→ DOCUMENT EXTRACT
○ ○ ○
In appearance, the Blue Paul was similar in appearance to the Bullmastiff of the late 1800s. The dog was a smooth coated cobby dog weighing about 45 lbs (20.5 kg), standing 20 inches (51 cm) at the shoulder. The head was large, the muzzle short and square. The jaws and lips were even, without overhanging flews. The stop was slight: eyes, dark hazel. The ears, set on high, were invariably cropped. The face was wrinkleless but the eyebrows were contracted or knit. Mr. James B. Morrison of Greenock, England reported that the last Blue Paul exhibited was shown in the late 1880s."

Many people claim that the Blue Paul is now extinct. It may very well be extinct in its pure form, but they were probably crossed with The Pit Bull Terriers in England and Ireland, and the Pit Bull Terriers were brought to America from Scotland. In 1857, McCaffrey imported the dog Spring from Glasgow, Scotland to America. At that time Glasgow was the center of Blue Paul activity. In 1858, in Rhode Island, Spring won a fight in 1 hour, 35 minutes. In 1859 he won a fight in 2 hours 15 minutes. In 1860, in Boston, he beat Tom Story's dog in 2 hours 40 minutes. Spring was bred to Maid of Erin, who was an imported bitch from Dublin Ireland and produced Young Spring. Young Spring won a fight in 1 hour 15 minutes. In 1862 he beat Sheffield George's dog in 3 hours 17 minutes, in New York. When Spring was bred to John Mahon's imported bitch he produced Jeff who won a fight in Providence, Rhode Island in 1 hour. He later won against miller's dog in 1 hour 10 minutes. In 1864 he won another fight in 1 hour 10 minutes. Dick, another son of Spring, won a fight against Spring's Hope in 1 hour 17 minutes. Power's Violet was imported to America from Scotland by her Scottish owner and, on January 10, 1892, beat a dog named Spright in Massachusetts. They fought at Catch weight. Her size, plus her name which indicates a dark blue color, leads to the possibility that she might have been a Blue Paul.

If the above dogs were Blue Pauls, their bloodline was surly continued in America and others were probably imported to America, England, and Ireland as well. 
Brown also writes in his book that W.C. Roper bred some game dogs from stock sent to him by Jim Williams and Bob Wallace. Some of Roper's dogs were silver buckskin in color, such as Silver Jack and Roper's (William's) Silver. Roper's Silver won 4 fights at 58 pounds, and another Tudor's Black Jack (16xW) was, according to Earl Tudor, from a Delihant's Paddy/Wichita Mike bloodline. His sire was Black Tige who was sired by Blue Mike. Blue Mike was out of Miss Blue who was sired by Imported Roger out of Henry's Blue Mary. The sire of Blue Mike was Wichita Mike who was out of Henry's Blue Madge and sired by Henry's Black Demon. Several pages later he writes "As we have seen, Tudor's Black Jack was important to the Tacoma line but he was also important to the Ruffian line of American Staffordshire Terriers. He was not only important in the development of pit dogs, including the Dibo line, but he formed the basis for the Ruffian line".
○ ○ ○
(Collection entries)

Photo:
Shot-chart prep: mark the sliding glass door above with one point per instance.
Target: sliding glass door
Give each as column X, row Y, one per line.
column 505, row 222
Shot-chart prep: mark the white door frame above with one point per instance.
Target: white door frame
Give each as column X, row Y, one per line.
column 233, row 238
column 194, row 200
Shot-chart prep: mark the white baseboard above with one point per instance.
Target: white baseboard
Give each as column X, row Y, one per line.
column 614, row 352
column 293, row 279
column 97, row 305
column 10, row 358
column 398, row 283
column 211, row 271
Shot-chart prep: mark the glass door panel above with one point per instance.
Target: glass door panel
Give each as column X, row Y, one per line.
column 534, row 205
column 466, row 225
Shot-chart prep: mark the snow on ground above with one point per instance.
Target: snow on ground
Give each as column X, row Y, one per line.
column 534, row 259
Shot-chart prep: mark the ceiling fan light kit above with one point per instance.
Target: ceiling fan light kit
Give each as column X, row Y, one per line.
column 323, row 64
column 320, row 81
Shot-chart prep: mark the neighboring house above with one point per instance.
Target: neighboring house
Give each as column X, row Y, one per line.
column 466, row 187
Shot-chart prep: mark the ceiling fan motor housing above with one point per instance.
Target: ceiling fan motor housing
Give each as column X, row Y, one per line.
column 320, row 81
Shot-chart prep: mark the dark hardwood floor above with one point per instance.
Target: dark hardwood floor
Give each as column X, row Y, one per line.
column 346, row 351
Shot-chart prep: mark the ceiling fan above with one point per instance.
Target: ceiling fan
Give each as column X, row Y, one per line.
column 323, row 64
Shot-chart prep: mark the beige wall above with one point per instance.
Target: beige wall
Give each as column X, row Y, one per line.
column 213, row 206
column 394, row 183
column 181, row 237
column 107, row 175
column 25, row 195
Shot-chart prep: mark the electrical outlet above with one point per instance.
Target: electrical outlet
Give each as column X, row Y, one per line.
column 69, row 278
○ ○ ○
→ PROMPT 1
According to the Blue Paul text, which dogs were sired by Spring? List them all.
→ PROMPT 2
Extend the text on the Blue Paul and its possible descendants, beginning after its final sentence.

→ EXERCISE RESPONSE 1
Young Spring, Jeff, Dick

→ EXERCISE RESPONSE 2
Someone new to the breed always ask what the difference is between an AKC American Staffordshire Terrier, and a UKC or ADBA American Pit Bull Terrier? When told to the truth, the true history behind the breed most say they don't fight their dogs so why should they even have to know all that stuff? The truth is, if you own a Staffordshire or a American Pit Bull Terrier, it is irresponsible of you not to know the truth, the true history behind the breed.

In Richard Pascoe's book, "The American Staffordshire Terrier" he mentions that there are five major lines in the foundation of the American Staffordshire Terrier. Tacoma, X-pert, Ruffian, Crusader, and "California" which is not actually a line, but a combination of lines. The Tacoma was developed by Charles Doyle and Al Brown beginning with the whelping of Tacoma Jack in 1927. The Tacoma line is influenced by Corvino blood early in its history. The Tacoma line is known for its courage and working ability.

The X-Pert line traces its pedigrees back to Colby, Feeley, Corrington, Tudor and Morris. Alberta and Cliff Ormsby began the line with the whelping of Ormsby's Madge in 1930. The Ruffian line was started by Clayton Harriman in 1938 with the whelping of The Ruffian, bred by F C Klump. The Ruffian line was influential in the development of many other lines, notably E C Ringold's Gallant line, beginning with CH Gallant Ruff and the Har-wyn line of Peggy Harper which finds its foundations in the breeding efforts of Harriman and Whittaker. One of her greats was CH Sky King of Har-Wyn ( half X-Pert). The California lines were strongly influenced by Ruffian and Gallant. Early breeders appearing in California pedigrees include Steele, Gregory, Freese, Farley, Wiswall and Harrison. CH Harrison's Bozo boy was bred by RC Steele and whelped in 1936. The Chatworth Kennels of Ray and Ina Harris include dogs of Freese, Harrison and Wakefield derivation. Rossmore's Naughty Knight, who sired the foundation of the Crusader line, was bred by Gladys Smith. The Crusader line was started in 1950 by Ike and Jean Stinson. In 1955, Smith's breeding of CH Rossmore's Naughty Knight x CH Gallant Susie Q produced CH Knight Crusader, CH Knight Bomber and CH Knight Patroller. All of these dogs played a major role in the development of the Crusader line. The development of all other kennels in the breed come from combinations of these original foundation lines. Notably Sertoma, Archer, Sierra, Tryarr, Willynwood, White Rock, to name a few.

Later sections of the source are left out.